━━ EXCERPT TO READ ━━

How Burger King Is Trying To Stay Ahead In The Chicken Sandwich Wars

"The King must eat like a king," Burger King said in a statement related by Restaurant Business. "So, we're constantly testing new items to satisfy his cravings. We don't have details to share just yet because he hasn't decided what's next." However secretive Burger King may be in their press release, the executives of Carrols Restaurant Group, the biggest Burger King franchisee, told investors that the chain was ready to introduce its improved chicken sandwiches to its menu by May. Carrols reportedly described the new item as hand-breaded and featuring fresh chicken.

Previous coverage has noted Burger King's cautious foray into the chicken sandwich craze. Chew Boom wrote on October 1 that three types of hand-breaded chicken sandwiches were being offered at select locations — namely, a minimal version with the chicken, pickles and sauce, another that added bacon and cheese, and another with tomato and lettuce.

━━━

→ EXERCISE AIM
Reproduce the full text about Burger King's chicken sandwich plans word for word.

━━ DATA UNDER STUDY ━━

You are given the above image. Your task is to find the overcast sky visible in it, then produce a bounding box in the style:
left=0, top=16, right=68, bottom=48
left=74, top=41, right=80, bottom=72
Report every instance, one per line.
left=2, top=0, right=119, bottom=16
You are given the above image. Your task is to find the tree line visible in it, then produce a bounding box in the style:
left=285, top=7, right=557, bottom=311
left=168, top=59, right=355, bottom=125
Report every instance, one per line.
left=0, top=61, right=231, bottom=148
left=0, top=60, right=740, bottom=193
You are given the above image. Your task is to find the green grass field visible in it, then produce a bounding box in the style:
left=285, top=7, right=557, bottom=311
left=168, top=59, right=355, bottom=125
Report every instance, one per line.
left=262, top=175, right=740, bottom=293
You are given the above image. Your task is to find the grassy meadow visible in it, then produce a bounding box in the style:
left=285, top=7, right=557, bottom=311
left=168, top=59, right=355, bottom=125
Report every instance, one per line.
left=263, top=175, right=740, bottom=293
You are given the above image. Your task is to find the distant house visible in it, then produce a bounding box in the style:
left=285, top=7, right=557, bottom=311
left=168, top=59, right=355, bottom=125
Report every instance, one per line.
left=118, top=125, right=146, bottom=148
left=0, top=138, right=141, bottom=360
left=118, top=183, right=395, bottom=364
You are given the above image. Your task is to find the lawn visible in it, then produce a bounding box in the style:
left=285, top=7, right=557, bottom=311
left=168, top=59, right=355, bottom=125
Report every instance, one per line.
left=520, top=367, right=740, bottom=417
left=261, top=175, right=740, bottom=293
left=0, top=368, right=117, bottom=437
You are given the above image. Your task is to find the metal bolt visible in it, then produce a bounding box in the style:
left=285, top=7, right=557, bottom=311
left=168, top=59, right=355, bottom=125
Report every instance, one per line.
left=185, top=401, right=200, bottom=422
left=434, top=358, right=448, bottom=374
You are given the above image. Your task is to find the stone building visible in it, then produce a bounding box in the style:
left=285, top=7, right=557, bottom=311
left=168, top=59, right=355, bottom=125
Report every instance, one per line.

━━━

→ ANSWER TO THIS EXERCISE
How Burger King Is Trying To Stay Ahead In The Chicken Sandwich Wars

"The King must eat like a king," Burger King said in a statement related by Restaurant Business. "So, we're constantly testing new items to satisfy his cravings. We don't have details to share just yet because he hasn't decided what's next." However secretive Burger King may be in their press release, the executives of Carrols Restaurant Group, the biggest Burger King franchisee, told investors that the chain was ready to introduce its improved chicken sandwiches to its menu by May. Carrols reportedly described the new item as hand-breaded and featuring fresh chicken.

Previous coverage has noted Burger King's cautious foray into the chicken sandwich craze. Chew Boom wrote on October 1 that three types of hand-breaded chicken sandwiches were being offered at select locations — namely, a minimal version with the chicken, pickles and sauce, another that added bacon and cheese, and another with tomato and lettuce.